» **課題一覧**
**a.** 記事抜粋で、株主の発言に対してコロンの前に名前や肩書きが示されて答えている人物をすべて、その表記どおりに挙げてください。
**b.** 記事抜粋のうち、「大松澤清博常務ネットワーク部」を含む語句で始まり「ーで詳細をお聞かせ願いたい。」で終わる部分を、一字も変えずに書き写してください。

» **記事抜粋**
————————

ドコモ加藤前社長「ようやく脱獄できました」 苦難の連続だった4年間

✎ 1〜 ✎ 3 ✎ 4 ✎ 5 ✎ 最新
著者フォロー
ブックマーク

記事をマイページに保存
できます。
無料会員登録はこちら
はこちら

印刷ページの表示はログインが必要です。

無料会員登録はこちら

はこちら

縮小

――20年以上ドコモのユーザーだが、1年以内に3度故障した。ドコモショップで「本社に聞いてくれ」と。本社に確認すると「ショップでやっている」と言われた。責任の所在がはっきりしない。また、「代替機の個人情報を消去してほしい」と言うと「そんなことはしていない。個人情報はそのままだ」と言われたが、問題ではないか。相談室長に「帰れ」とも言われ、「帰らないなら家族を呼ぶ」と言われた。心臓病の薬を飲もうとして水を飲もうとするとそれも拒まれた。

深々と頭を下げる加藤社長。NTT鵜浦博夫社長に「頭を下げすぎだ」と指摘されたこともある。丁寧な姿勢は最後まで変わらなかった

加藤社長:お詫び申し上げる。そういう対応が行われているとは驚きである。

大松澤清博常務ネットワーク部長:ご不快な経験をさせてしまい申し訳ございません。品質改善に日々取り組んでいる。スマホの普及当初に品質が不安定なことがあったが、その経験を踏まえてスキルやノウハウを教育に生かしている。診断ツールを配備するなどして症状に合わせて対応できるようにしている。ぜひご相談コーナー(株主総会の隣の特設会場)でお話をお聞かせください。

坂井副社長:私も驚いている。個人情報を必ず消すのが基本だし、閉店時間を過ぎても、店内では対応している。どの地域のどの店舗なのか、ぜひ相談コーナーで詳細をお聞かせ願いたい。

————————

» **提供データ**
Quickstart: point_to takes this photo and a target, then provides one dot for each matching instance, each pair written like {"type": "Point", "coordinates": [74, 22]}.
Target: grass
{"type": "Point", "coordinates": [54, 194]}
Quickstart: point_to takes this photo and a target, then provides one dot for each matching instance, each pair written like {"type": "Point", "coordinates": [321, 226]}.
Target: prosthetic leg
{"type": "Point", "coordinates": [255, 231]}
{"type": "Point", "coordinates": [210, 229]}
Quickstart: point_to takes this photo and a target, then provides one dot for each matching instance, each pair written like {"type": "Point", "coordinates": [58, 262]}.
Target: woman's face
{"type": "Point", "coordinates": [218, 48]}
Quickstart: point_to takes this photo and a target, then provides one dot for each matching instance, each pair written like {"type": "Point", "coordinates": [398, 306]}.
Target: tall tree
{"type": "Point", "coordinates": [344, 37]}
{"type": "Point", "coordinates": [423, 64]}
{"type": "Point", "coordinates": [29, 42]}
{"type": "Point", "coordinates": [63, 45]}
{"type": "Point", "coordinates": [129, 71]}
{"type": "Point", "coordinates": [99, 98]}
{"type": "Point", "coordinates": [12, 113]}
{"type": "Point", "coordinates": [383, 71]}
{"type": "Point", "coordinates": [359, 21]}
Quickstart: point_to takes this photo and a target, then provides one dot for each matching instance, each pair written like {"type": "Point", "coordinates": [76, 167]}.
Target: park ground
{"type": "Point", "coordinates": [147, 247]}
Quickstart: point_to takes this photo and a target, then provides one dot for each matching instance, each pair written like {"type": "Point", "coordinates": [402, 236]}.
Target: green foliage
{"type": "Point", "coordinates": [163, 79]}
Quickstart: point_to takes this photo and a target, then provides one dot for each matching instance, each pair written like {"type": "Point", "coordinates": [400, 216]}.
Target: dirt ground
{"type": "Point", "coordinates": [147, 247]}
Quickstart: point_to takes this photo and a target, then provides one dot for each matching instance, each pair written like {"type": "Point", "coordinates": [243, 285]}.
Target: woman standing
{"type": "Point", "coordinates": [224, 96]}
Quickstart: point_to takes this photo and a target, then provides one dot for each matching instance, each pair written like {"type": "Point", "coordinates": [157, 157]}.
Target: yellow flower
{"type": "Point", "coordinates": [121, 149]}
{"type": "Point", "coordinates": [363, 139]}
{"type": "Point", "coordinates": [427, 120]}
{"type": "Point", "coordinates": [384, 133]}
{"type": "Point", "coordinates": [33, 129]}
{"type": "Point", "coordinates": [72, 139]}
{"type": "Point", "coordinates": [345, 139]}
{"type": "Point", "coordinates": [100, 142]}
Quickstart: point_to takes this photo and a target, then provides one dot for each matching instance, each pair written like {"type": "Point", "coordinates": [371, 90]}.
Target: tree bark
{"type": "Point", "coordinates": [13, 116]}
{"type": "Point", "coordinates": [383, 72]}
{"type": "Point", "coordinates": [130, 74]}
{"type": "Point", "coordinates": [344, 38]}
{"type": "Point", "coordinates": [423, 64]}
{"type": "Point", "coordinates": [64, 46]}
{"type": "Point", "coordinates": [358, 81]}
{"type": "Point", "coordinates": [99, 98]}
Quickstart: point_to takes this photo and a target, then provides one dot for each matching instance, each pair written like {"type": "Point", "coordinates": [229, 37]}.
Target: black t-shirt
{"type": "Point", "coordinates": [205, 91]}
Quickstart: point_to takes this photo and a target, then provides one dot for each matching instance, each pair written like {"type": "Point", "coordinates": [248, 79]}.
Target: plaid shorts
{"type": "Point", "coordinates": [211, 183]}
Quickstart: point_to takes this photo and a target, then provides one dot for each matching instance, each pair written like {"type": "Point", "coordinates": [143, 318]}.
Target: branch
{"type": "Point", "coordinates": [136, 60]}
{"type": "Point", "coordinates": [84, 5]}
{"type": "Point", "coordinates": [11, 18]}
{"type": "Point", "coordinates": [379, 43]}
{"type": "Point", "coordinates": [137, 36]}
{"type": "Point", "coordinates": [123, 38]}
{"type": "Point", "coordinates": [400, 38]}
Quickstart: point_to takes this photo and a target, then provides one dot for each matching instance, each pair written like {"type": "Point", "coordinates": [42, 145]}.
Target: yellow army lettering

————————

» **課題ごとの回答**
**a.** 加藤社長、大松澤清博常務ネットワーク部長、坂井副社長

**b.**
大松澤清博常務ネットワーク部長:ご不快な経験をさせてしまい申し訳ございません。品質改善に日々取り組んでいる。スマホの普及当初に品質が不安定なことがあったが、その経験を踏まえてスキルやノウハウを教育に生かしている。診断ツールを配備するなどして症状に合わせて対応できるようにしている。ぜひご相談コーナー(株主総会の隣の特設会場)でお話をお聞かせください。

坂井副社長:私も驚いている。個人情報を必ず消すのが基本だし、閉店時間を過ぎても、店内では対応している。どの地域のどの店舗なのか、ぜひ相談コーナーで詳細をお聞かせ願いたい。